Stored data

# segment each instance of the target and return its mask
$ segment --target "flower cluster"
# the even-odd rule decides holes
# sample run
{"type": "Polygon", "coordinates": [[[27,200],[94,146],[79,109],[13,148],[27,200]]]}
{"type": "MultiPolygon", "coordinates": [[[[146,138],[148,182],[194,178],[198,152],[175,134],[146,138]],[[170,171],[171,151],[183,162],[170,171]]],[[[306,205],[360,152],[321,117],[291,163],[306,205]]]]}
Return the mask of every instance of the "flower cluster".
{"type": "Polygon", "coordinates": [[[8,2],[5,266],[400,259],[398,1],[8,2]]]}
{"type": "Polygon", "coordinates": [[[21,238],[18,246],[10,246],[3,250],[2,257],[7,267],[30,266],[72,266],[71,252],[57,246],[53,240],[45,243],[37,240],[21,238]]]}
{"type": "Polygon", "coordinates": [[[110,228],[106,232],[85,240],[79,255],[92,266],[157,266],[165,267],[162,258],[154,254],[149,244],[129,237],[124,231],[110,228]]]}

_Work order:_ Respond with one number only: how many lines of the data contain "target".

_Answer to this task:_ 2